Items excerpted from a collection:
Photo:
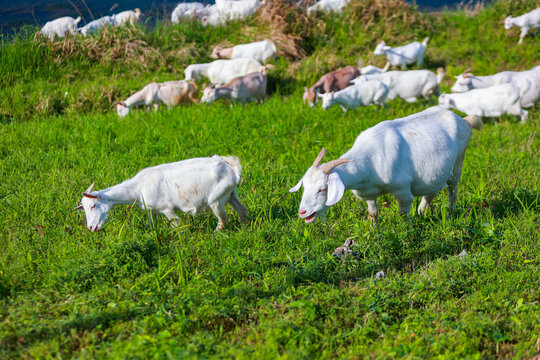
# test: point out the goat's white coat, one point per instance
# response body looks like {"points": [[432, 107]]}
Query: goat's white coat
{"points": [[223, 71], [127, 17], [251, 87], [528, 81], [169, 93], [525, 22], [95, 25], [60, 27], [187, 11], [260, 51], [408, 85], [490, 102], [352, 97], [403, 55], [328, 6], [413, 156], [192, 186]]}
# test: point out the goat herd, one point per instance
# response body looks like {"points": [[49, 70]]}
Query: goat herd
{"points": [[413, 156]]}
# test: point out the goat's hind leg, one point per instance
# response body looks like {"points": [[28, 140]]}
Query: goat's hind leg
{"points": [[239, 207]]}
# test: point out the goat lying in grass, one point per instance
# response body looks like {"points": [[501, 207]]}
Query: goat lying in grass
{"points": [[60, 27], [490, 102], [333, 81], [192, 186], [525, 22], [413, 156], [170, 93], [251, 87], [403, 55]]}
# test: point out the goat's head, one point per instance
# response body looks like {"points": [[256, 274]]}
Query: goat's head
{"points": [[446, 101], [463, 82], [122, 109], [216, 52], [381, 48], [328, 99], [310, 96], [209, 94], [322, 188], [96, 207], [508, 23]]}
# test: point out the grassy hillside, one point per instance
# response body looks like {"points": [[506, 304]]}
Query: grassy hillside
{"points": [[270, 288]]}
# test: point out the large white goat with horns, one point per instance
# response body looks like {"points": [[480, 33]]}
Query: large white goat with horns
{"points": [[414, 156]]}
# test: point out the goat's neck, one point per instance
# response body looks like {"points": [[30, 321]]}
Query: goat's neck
{"points": [[352, 173], [123, 193]]}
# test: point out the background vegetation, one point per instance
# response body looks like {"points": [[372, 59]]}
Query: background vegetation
{"points": [[271, 288]]}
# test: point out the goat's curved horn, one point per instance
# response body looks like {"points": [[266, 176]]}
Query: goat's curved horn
{"points": [[319, 158], [329, 166]]}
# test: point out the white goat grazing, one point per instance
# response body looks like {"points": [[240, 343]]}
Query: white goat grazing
{"points": [[260, 51], [170, 93], [408, 85], [414, 156], [525, 22], [192, 186], [245, 88], [492, 101], [127, 17], [403, 55], [223, 71], [327, 6], [528, 81], [60, 27], [187, 11], [370, 69], [352, 97], [95, 25]]}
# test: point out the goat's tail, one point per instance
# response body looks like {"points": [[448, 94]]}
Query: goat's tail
{"points": [[474, 121], [440, 75]]}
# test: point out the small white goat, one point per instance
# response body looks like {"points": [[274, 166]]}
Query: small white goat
{"points": [[170, 93], [491, 102], [414, 156], [251, 87], [370, 69], [403, 55], [192, 186], [528, 81], [352, 97], [525, 22], [408, 85], [127, 17], [95, 25], [60, 27], [327, 6], [223, 71], [187, 11], [260, 51]]}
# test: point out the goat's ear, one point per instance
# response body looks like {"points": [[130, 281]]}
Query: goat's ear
{"points": [[92, 196], [336, 188], [297, 186]]}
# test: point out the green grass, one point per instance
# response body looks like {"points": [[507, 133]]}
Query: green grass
{"points": [[271, 288]]}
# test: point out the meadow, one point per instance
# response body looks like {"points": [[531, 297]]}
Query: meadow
{"points": [[271, 288]]}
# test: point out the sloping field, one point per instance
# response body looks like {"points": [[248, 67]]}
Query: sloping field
{"points": [[269, 289]]}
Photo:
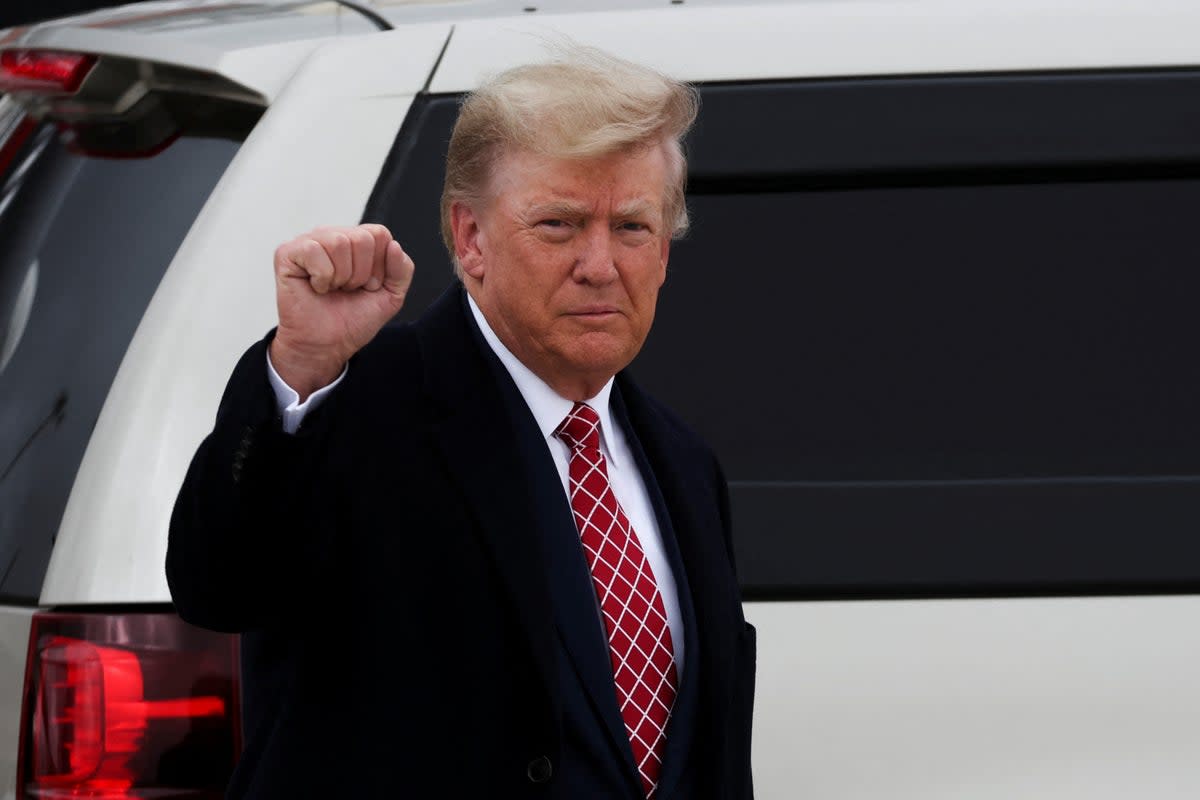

## The problem
Update the items above by replacing "one point per instance" with "one point per object" everywhere it appears, keeping everything else the same. Leave the pictures out of your answer.

## Answer to this problem
Photo:
# test: point out the goat's white coat, one point per object
# response body looks like {"points": [[432, 107]]}
Query: goat's white coat
{"points": [[223, 71], [127, 17], [251, 87], [528, 81], [169, 93], [525, 22], [95, 25], [60, 27], [187, 11], [260, 51], [408, 85], [490, 102], [352, 97], [403, 55], [328, 6], [413, 156], [192, 186]]}
# test: point out the goat herd, one point per object
# response body looks like {"points": [[49, 70]]}
Query: goat herd
{"points": [[413, 156]]}
# test: point out the goat's hind leg, one point per object
# response body looks like {"points": [[28, 140]]}
Query: goat's hind leg
{"points": [[239, 207]]}
# test: point out the goat lying in grass, one point per object
# response body looks like {"points": [[501, 207]]}
Query: goat lying in grass
{"points": [[60, 27], [490, 102], [333, 81], [192, 186], [525, 22], [413, 156], [170, 93], [251, 87], [403, 55]]}
# test: point out the goat's head, one point per object
# response body looks like {"points": [[256, 274]]}
Query: goat's head
{"points": [[446, 101], [463, 82], [122, 109], [216, 52], [381, 48], [328, 99], [310, 96], [209, 94], [322, 188], [96, 207], [508, 23]]}
# test: point out the grassy hillside, one point per object
# response body looks like {"points": [[506, 304]]}
Query: grassy hillside
{"points": [[270, 288]]}
# test: point out the large white goat with horns, one point per object
# response body looks like {"points": [[480, 33]]}
Query: large white goat with horns
{"points": [[414, 156]]}
# test: point out the goat's neck, one point per object
# response body looks like {"points": [[30, 321]]}
Query: goat's neck
{"points": [[352, 173], [123, 193]]}
# test: point out the background vegetation, one point per object
# response body looks like {"points": [[372, 59]]}
Query: background vegetation
{"points": [[271, 288]]}
# test: point out the goat's curved horn, one point per object
# response body looks like {"points": [[266, 176]]}
Query: goat's curved horn
{"points": [[319, 158], [329, 166]]}
# test: point out the white goat grazing, one point per object
# response body looks like {"points": [[240, 343]]}
Query: white goat grazing
{"points": [[260, 51], [170, 93], [408, 85], [414, 156], [525, 22], [192, 186], [245, 88], [492, 101], [127, 17], [403, 55], [223, 71], [327, 6], [528, 81], [60, 27], [187, 11], [370, 69], [352, 97], [95, 25]]}
# test: point out the goat's tail, one point per object
# response body looks like {"points": [[448, 94]]}
Query: goat's tail
{"points": [[474, 121], [440, 75]]}
# test: point out the small white goat, one point per object
# response body looks like {"points": [[274, 166]]}
Query: small white goat
{"points": [[170, 93], [491, 102], [414, 156], [251, 87], [370, 69], [403, 55], [192, 186], [528, 81], [352, 97], [525, 22], [408, 85], [127, 17], [95, 25], [60, 27], [327, 6], [223, 71], [187, 11], [260, 51]]}
# test: point out the goat's ear, one point per object
# response body looks like {"points": [[130, 281]]}
Query: goat's ear
{"points": [[92, 196], [336, 188], [297, 186]]}
# test: point out the green grass, one point per object
# response body looks like {"points": [[507, 133]]}
Query: green grass
{"points": [[271, 288]]}
# test: point out the meadow, one point per object
# response body looks like {"points": [[531, 297]]}
Query: meadow
{"points": [[271, 288]]}
# test: point out the sloping field, one point per object
# response body looks like {"points": [[248, 67]]}
Query: sloping field
{"points": [[269, 289]]}
Photo:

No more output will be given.